[Coordinate labeling data]
▼▼▼

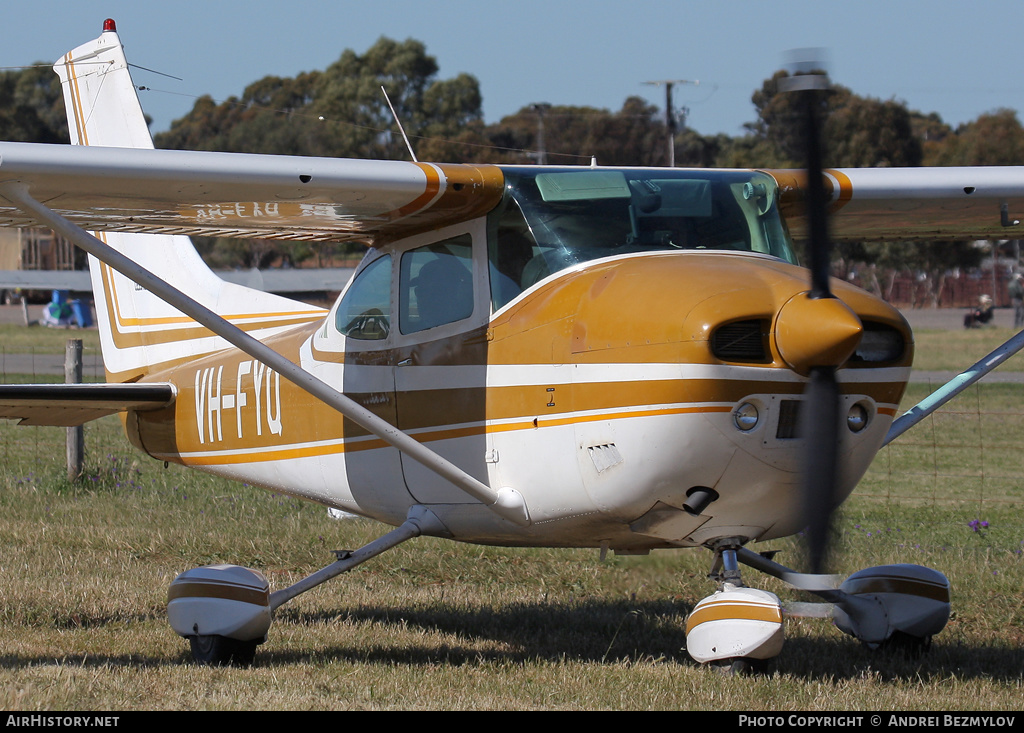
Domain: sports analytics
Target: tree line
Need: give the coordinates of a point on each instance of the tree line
(341, 112)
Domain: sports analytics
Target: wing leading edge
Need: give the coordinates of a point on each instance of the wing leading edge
(241, 195)
(872, 204)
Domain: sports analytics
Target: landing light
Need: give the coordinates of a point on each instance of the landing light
(745, 417)
(856, 419)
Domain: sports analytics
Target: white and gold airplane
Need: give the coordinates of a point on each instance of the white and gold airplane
(588, 356)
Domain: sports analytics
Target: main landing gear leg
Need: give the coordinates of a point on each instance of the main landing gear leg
(737, 629)
(225, 610)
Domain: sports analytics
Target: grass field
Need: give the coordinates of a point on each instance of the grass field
(435, 624)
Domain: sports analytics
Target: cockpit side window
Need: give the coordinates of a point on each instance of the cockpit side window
(435, 285)
(365, 311)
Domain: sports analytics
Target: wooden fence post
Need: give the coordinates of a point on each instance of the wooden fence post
(76, 435)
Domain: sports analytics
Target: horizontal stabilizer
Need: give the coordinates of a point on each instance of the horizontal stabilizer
(70, 404)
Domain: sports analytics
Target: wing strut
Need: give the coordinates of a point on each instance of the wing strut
(953, 387)
(505, 502)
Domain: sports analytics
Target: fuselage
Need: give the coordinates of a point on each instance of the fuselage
(605, 385)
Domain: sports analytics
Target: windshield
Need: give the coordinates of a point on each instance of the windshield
(553, 218)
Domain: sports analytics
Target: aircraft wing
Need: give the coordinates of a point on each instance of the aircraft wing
(239, 195)
(872, 204)
(71, 404)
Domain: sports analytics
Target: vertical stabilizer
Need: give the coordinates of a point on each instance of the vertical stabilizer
(138, 332)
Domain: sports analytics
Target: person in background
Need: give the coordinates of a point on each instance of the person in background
(1016, 290)
(981, 314)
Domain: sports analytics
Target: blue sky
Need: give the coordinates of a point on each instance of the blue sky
(960, 59)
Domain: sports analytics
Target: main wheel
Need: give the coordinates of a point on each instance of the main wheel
(220, 651)
(741, 665)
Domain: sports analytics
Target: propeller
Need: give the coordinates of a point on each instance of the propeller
(830, 333)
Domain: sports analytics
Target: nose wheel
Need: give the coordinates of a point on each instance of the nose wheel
(736, 629)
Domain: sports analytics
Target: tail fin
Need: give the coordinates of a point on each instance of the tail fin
(139, 333)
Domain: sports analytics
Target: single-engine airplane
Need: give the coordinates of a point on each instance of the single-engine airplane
(578, 356)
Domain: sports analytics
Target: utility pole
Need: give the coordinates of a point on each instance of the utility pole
(542, 155)
(670, 117)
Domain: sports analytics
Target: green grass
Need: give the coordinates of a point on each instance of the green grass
(955, 350)
(438, 626)
(40, 339)
(435, 624)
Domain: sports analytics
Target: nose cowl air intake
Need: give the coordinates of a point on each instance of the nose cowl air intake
(816, 332)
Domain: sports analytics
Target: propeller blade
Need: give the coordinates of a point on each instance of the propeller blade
(819, 425)
(819, 418)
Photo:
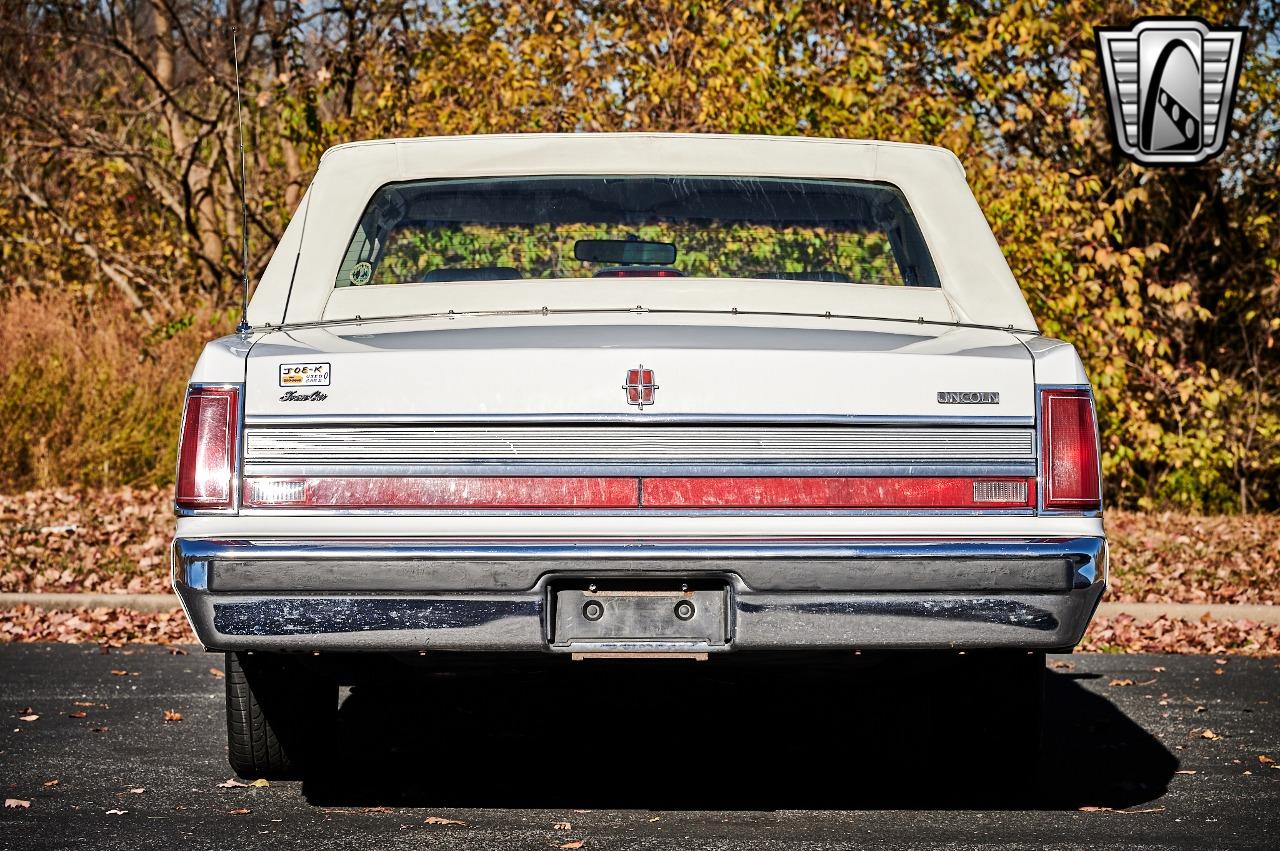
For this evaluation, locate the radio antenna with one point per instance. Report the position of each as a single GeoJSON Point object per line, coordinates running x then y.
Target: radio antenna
{"type": "Point", "coordinates": [243, 328]}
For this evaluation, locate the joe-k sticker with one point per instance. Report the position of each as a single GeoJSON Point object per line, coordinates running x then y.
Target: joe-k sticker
{"type": "Point", "coordinates": [304, 375]}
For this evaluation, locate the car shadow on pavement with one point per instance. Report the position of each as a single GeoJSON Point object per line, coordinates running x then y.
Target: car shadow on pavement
{"type": "Point", "coordinates": [700, 736]}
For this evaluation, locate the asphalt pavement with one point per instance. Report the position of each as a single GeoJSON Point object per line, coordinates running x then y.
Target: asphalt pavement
{"type": "Point", "coordinates": [1142, 751]}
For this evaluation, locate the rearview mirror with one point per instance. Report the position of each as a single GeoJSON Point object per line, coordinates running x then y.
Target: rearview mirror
{"type": "Point", "coordinates": [625, 251]}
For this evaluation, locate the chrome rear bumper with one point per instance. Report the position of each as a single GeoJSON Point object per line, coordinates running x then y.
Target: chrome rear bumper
{"type": "Point", "coordinates": [494, 595]}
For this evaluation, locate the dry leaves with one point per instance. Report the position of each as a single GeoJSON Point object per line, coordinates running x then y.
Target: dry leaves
{"type": "Point", "coordinates": [1124, 634]}
{"type": "Point", "coordinates": [73, 539]}
{"type": "Point", "coordinates": [1170, 557]}
{"type": "Point", "coordinates": [109, 627]}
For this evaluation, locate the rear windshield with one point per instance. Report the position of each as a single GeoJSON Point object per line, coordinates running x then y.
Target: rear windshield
{"type": "Point", "coordinates": [620, 227]}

▲▲▲

• **DIRECTIONS FOR THIS TASK**
In the copy, include all records verbatim but no images.

• **RIGHT ANSWER**
Domain: sports analytics
Target: tree line
Need: give the coordinates of a point on each instance of the tree line
(341, 112)
Domain: sports analytics
Target: wing leading edge
Need: give the coordinates of a point on each instance of the wing leading edge
(241, 195)
(872, 204)
Domain: sports analytics
Target: landing light
Need: give the coordinates of a point on each instance of the landing light
(745, 417)
(856, 419)
Domain: sports analytics
Target: white and gold airplane
Need: give the coordinates of a point on each instance of the white and gold airplane
(588, 356)
Domain: sports analytics
Target: main landing gear leg
Need: give the coordinates of a point on each instance of the main landing gear leg
(737, 629)
(225, 610)
Domain: sports analytics
Target: grass field
Need: give the coordinates of a point on each instance of the grass field
(435, 624)
Domain: sports analytics
Target: cockpit side window
Need: give the coordinates of a point on each instance of the cockpit side window
(435, 285)
(365, 311)
Domain: sports analytics
Target: wooden fence post
Need: give the coordinates of a point on each instance of the wooden fence post
(76, 435)
Domain: sports analytics
Target: horizontal stabilizer
Need: give the coordinates of a point on each instance of the horizontal stabilizer
(70, 404)
Domain: sports analytics
Target: wing strut
Need: give the coordinates of a point on each instance of the wing strut
(953, 387)
(505, 502)
Domain: sports analytics
Target: fuselage
Need: give the coordinates of a point on each instance of the fuselage
(605, 385)
Domain: sports analytics
Target: windshield
Need: give the coordinates of a point on each instance of the windshield
(553, 218)
Domain: sports analytics
Target: aircraft wing
Need: give the coordinates of a point on each instance of the aircraft wing
(239, 195)
(872, 204)
(71, 404)
Domain: sports analytics
Target: vertical stabilizer
Need: give the coordinates of a point on each instance of the vertical stabilizer
(138, 332)
Domain: sports analytics
Target: person in background
Need: give the coordinates of a point on each instance of the person in background
(1016, 290)
(981, 314)
Domain: sports analytics
Target: blue sky
Need: give the coordinates of a point on each instance of the blue sky
(960, 59)
Domain: sports analytics
Target: main wheel
Need: give the coordinates of a point on each instance of the main wheel
(220, 651)
(741, 665)
Domain: sports analytics
Target: propeller
Need: give the coordinates of a point on each instance of the propeller
(830, 333)
Domain: sports analytics
Target: nose wheel
Need: give the coordinates of a point on each instance of the nose wheel
(736, 629)
Domain: sports analytics
Target: tail fin
Need: give the coordinates of a point on each instance of the tail fin
(139, 333)
Domain: sports analytics
Target: single-engine airplane
Need: give the coordinates of a point on each instance of the single-engine airplane
(578, 356)
Domain: sports analytics
Target: utility pole
Need: give the coordinates of a point on each instance of the utility pole
(542, 155)
(670, 117)
Domain: sports analytics
Target: green grass
Need: give the coordinates of a point on each instance of the green grass
(955, 350)
(438, 626)
(40, 339)
(435, 624)
Domain: sports analytics
Target: nose cowl air intake
Need: give the coordinates of a point on each instance of the nose cowl air intake
(816, 332)
Domain: sports analytics
Target: propeller blade
Need: give the coordinates of a point on each instance of the propeller blade
(819, 425)
(819, 418)
Photo:
For this evaluation, locate the radio antenna with one point per instance. Report the position of each as a single GeoJSON Point object per line, coordinates running x then y.
Target: radio antenna
{"type": "Point", "coordinates": [243, 328]}
For this evaluation, locate the joe-k sticker with one point per instance. Report the position of each as a single GeoJSON Point object per line, coordinates running x then y.
Target: joe-k sticker
{"type": "Point", "coordinates": [304, 375]}
For this evaluation, locate the car shadow on pavement with one point per instance. Report the position of each as a single GeoJSON Point object per line, coordinates running x then y.
Target: car shadow on pavement
{"type": "Point", "coordinates": [700, 736]}
For this evaluation, locate the asphalt pavement with one point per instance. Report the position of each as a single GeoJSON Point object per line, coordinates running x then y.
Target: asphalt pavement
{"type": "Point", "coordinates": [1142, 751]}
For this evaluation, locate the rearview mirror with one point per instance. Report the position of each as a single GeoJSON Point object per line, coordinates running x then y.
Target: rearview mirror
{"type": "Point", "coordinates": [625, 251]}
For this evaluation, locate the chrome rear bumper with one point per instance. Report the position of each as a single GeoJSON Point object per line, coordinates running x then y.
Target: chrome rear bumper
{"type": "Point", "coordinates": [494, 595]}
For this evaluation, locate the dry leaves with one point per instance. Report the position of each as a single GeoJSON Point object per line, coordinates running x then y.
Target: dry leaves
{"type": "Point", "coordinates": [1124, 634]}
{"type": "Point", "coordinates": [73, 539]}
{"type": "Point", "coordinates": [1170, 557]}
{"type": "Point", "coordinates": [109, 627]}
For this evaluation, locate the rear windshield with one point per instance. Report the position of each as a single GeoJSON Point object per line, coordinates running x then y.
Target: rear windshield
{"type": "Point", "coordinates": [620, 227]}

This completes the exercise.